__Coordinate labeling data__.
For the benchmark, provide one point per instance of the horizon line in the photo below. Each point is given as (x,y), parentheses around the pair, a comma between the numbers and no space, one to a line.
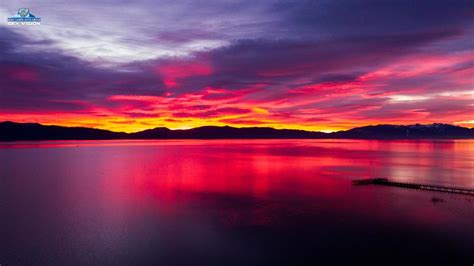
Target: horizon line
(231,126)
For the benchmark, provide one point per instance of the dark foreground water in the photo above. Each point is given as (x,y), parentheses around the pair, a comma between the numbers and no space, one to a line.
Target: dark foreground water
(236,202)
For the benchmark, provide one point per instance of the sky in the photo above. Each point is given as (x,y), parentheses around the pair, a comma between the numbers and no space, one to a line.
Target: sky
(313,65)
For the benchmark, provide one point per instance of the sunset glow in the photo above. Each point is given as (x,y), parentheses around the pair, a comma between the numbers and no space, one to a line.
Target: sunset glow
(282,65)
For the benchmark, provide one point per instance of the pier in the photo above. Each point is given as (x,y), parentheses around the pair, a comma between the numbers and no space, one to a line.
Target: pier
(386,182)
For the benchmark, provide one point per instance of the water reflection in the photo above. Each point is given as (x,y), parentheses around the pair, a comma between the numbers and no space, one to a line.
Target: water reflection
(231,202)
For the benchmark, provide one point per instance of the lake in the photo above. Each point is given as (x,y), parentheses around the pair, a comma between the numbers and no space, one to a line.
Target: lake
(234,202)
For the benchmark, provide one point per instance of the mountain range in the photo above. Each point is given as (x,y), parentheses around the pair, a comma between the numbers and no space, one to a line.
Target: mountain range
(11,131)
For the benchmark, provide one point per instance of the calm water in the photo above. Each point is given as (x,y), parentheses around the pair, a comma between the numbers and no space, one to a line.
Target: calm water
(235,202)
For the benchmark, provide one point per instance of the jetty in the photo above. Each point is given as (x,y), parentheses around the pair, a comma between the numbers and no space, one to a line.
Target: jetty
(386,182)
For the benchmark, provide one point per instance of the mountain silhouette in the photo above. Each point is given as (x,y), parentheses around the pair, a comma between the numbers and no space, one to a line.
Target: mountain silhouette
(10,131)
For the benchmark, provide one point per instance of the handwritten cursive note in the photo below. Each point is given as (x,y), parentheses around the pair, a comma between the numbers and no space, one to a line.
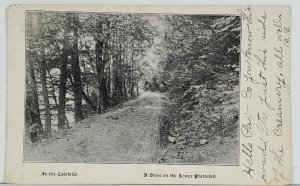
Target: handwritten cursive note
(265,89)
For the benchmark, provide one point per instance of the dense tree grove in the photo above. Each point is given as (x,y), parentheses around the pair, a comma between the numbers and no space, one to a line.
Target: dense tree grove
(201,77)
(81,64)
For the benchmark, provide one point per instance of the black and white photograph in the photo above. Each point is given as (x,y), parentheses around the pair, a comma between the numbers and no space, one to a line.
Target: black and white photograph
(132,88)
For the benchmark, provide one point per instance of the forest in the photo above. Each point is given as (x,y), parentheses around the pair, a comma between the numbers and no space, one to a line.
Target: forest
(86,70)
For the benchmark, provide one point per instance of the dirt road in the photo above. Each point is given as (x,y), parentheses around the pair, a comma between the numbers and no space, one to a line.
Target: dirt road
(127,134)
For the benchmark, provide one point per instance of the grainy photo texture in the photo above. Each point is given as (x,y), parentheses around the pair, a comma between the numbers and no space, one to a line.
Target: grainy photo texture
(132,88)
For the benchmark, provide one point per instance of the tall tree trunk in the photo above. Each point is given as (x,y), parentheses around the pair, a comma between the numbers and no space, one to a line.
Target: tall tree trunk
(99,67)
(77,86)
(32,103)
(47,132)
(101,61)
(132,78)
(62,90)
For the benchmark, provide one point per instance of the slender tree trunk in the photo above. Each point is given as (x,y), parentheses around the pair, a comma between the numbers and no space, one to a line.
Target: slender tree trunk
(32,103)
(62,90)
(132,79)
(77,86)
(47,132)
(99,67)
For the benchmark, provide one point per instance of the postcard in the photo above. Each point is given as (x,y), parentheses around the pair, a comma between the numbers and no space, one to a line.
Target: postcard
(148,95)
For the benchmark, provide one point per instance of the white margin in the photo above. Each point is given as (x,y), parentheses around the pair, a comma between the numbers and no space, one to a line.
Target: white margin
(294,4)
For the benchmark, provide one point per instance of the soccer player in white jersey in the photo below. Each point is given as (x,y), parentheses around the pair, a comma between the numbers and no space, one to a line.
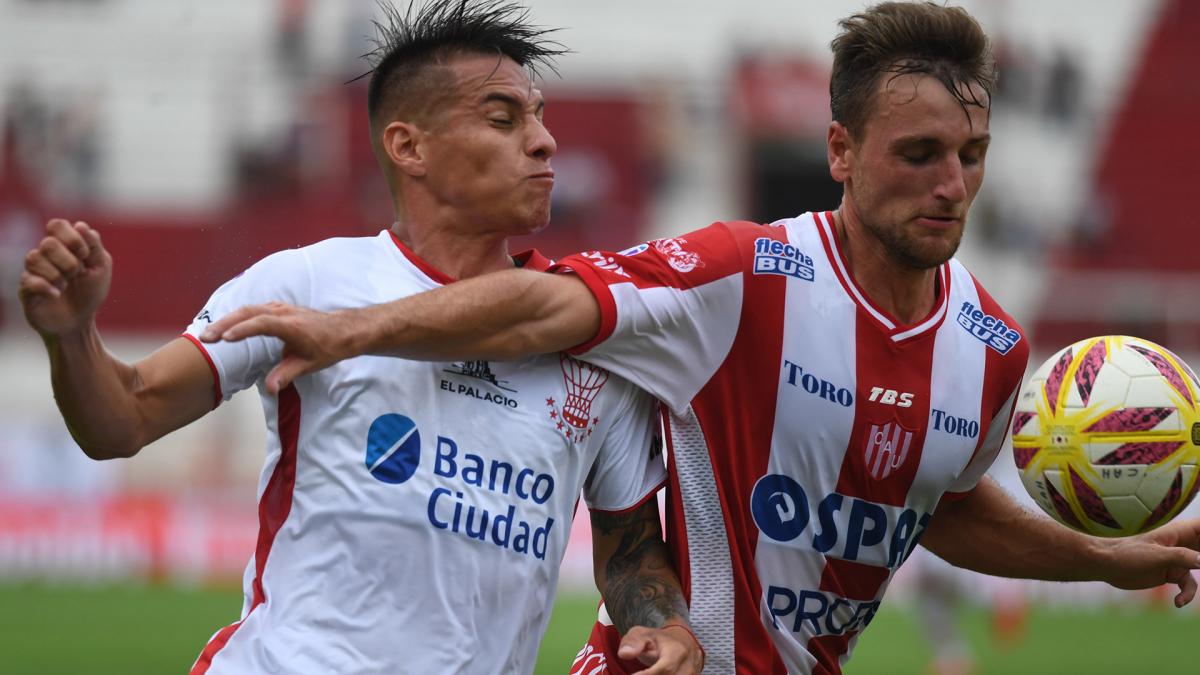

__TASK BRIEF__. Give every line above as a JSON list of strings, one string per line, with blank lines left out. Leave the pictures out of the list.

__TASK RESULT__.
[
  "For the benchmark, provide one point per instance of the horizon line in the photo below. Each point is given as (x,y), parentheses around the pair, a comma between the numbers and no space, one to a line.",
  "Target: horizon line",
  "(231,126)",
  "For the benchmark, provide one point per instance of the dark foreground water in the photo above. Each point is given as (x,y), parentheses around the pair, a comma between the numbers and no space, one to a line.",
  "Target: dark foreground water",
  "(236,202)",
  "For the benchmark, provide one point per instance of the sky in the photo above. Each point is given as (x,y), parentheses around the pair, a comma between the numbers and no space, one to a line.",
  "Target: sky",
  "(313,65)",
  "For the benchmark, provide one point per instance of the sunset glow in the photo above. Each point is given as (x,y), parentheses around the pair, a comma between the numbers and no space, one to a line.",
  "Target: sunset glow",
  "(282,65)",
  "For the benchmark, provide one point per instance of the pier in the photo above. Each point is given as (x,y), parentheses around the pair, a comma between the numbers and no space, one to a line.",
  "Target: pier",
  "(386,182)",
  "For the benchmark, provide one point per instance of the water reflection in the photo above. Each point is given as (x,y), parentheses around the pair, a comma between the numbers and no space, one to a line.",
  "Target: water reflection",
  "(231,202)",
  "For the benchmark, provide one point per instance of the lake in the photo above. Each point is given as (x,y), parentheses around the pair, a comma between the numbers and no space, one to a line.",
  "Target: lake",
  "(234,202)",
  "For the benchmark, provide one point per instance of the mountain range in the photo above. Each point is given as (x,y), parentheses around the pair, a comma between the numbers and no space, one to a line.",
  "Target: mountain range",
  "(11,131)",
  "For the benchmark, provide one point per instance of the calm water in the photo above. Each point is given as (x,y), parentheses around the pair, a comma between the numbers and no space, one to a line.",
  "Target: calm water",
  "(235,202)",
  "For the benchmark, provide one point per instance of the jetty in the photo above. Each point is given as (x,y), parentheses around the pair, a comma between the numbers and no space, one to a line.",
  "Target: jetty",
  "(386,182)",
  "For the benchmark, provide one point per instance of the mountain silhouette in the photo above. Each point is given as (x,y), parentheses around the pair, a comma between the numbers and no space, one to a line.",
  "Target: mountain silhouette",
  "(10,131)",
  "For the benchmark, provide one point per instance of the handwritten cursive note in the photo below. Each point is given as (x,y), parentheses around the pair, a comma between the numbers and no space, one to a line.",
  "Target: handwritten cursive note",
  "(265,89)",
  "For the benchmark, provide one point per instance of the dense tree grove in the photo above. Each point is given as (x,y), parentheses around the pair, a comma between the numbers and no space, one to a line.",
  "Target: dense tree grove",
  "(201,77)",
  "(81,64)",
  "For the benchmark, provide one point per instance of the black and white photograph in the photo above. Each point is given as (x,y), parentheses around the pair, a comma between the numbers and no space, one to a line.",
  "Target: black and white photograph",
  "(132,88)",
  "For the benchmark, provide one point per instance of the forest in the photo above. Each point is given as (x,y), parentheses around the pair, a comma between the numbers and no space, one to a line.",
  "Target: forest",
  "(86,70)",
  "For the benchmark, provide one point per instance of the dirt road in the photo above. Each point is given as (x,y), parentheses around the pair, a comma between the numbers and no space, one to a line.",
  "Target: dirt road",
  "(127,134)",
  "For the benchmark, provide one point per instance of the grainy photo texture in the photo above. Each point is given as (x,y), parentheses around the pair, a comma between the numbers and no space, one to a line.",
  "Target: grainy photo texture",
  "(132,88)",
  "For the benchmark, provide one point per instance of the tall tree trunk in the photo above. Each point is given as (x,y), parentheses around the pair, a comma between the numbers and no space, one to a line.",
  "Target: tall tree trunk",
  "(99,67)",
  "(77,86)",
  "(32,103)",
  "(47,132)",
  "(101,61)",
  "(132,78)",
  "(62,90)",
  "For the benchmark, provide one point per instance of the slender tree trunk in the photo above. Each point is given as (x,y), parentheses around the pair, a comma between the numbers and no space, one to a line.",
  "Target: slender tree trunk",
  "(32,103)",
  "(62,90)",
  "(132,79)",
  "(77,86)",
  "(47,132)",
  "(99,67)",
  "For the benchmark, provide one point per instance of the postcard in the photo above. Each point is given as (x,y), parentheses around the pair, a comma between the numbers and no space, one to a line.",
  "Target: postcard",
  "(148,95)",
  "For the benchmark, provide one point per instance of the white margin in the photo above. Each point is given as (x,y), parentheses around the pair, a comma between the numbers and no space, one to a line.",
  "Target: white margin",
  "(294,4)",
  "For the benchmark, provide one point per instance of the soccer player in white jersey in the photo below. Each point is given as (x,y), parentheses around the pair, a comma between the numbers and no space, one to a line."
]